What this task involves:
Extract all of the entries and give them again, word for word.

--- Source data ---

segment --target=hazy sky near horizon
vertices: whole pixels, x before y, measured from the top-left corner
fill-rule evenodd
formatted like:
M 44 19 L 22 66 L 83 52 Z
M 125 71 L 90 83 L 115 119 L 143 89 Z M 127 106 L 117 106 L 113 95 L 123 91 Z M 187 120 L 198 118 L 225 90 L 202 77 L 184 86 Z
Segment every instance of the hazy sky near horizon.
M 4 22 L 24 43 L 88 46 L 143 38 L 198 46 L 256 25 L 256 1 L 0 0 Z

---

Output of the task:
segment --target=hazy sky near horizon
vertices: whole pixels, x before y, measured from the top-left corner
fill-rule evenodd
formatted like:
M 44 19 L 22 66 L 83 52 Z
M 125 71 L 90 83 L 115 119 L 143 89 Z M 127 106 L 117 106 L 113 95 L 123 91 Z M 187 120 L 198 118 L 225 90 L 202 77 L 184 86 Z
Segment every instance of the hazy sky near horizon.
M 4 22 L 24 43 L 88 46 L 143 38 L 198 46 L 256 25 L 256 1 L 0 0 Z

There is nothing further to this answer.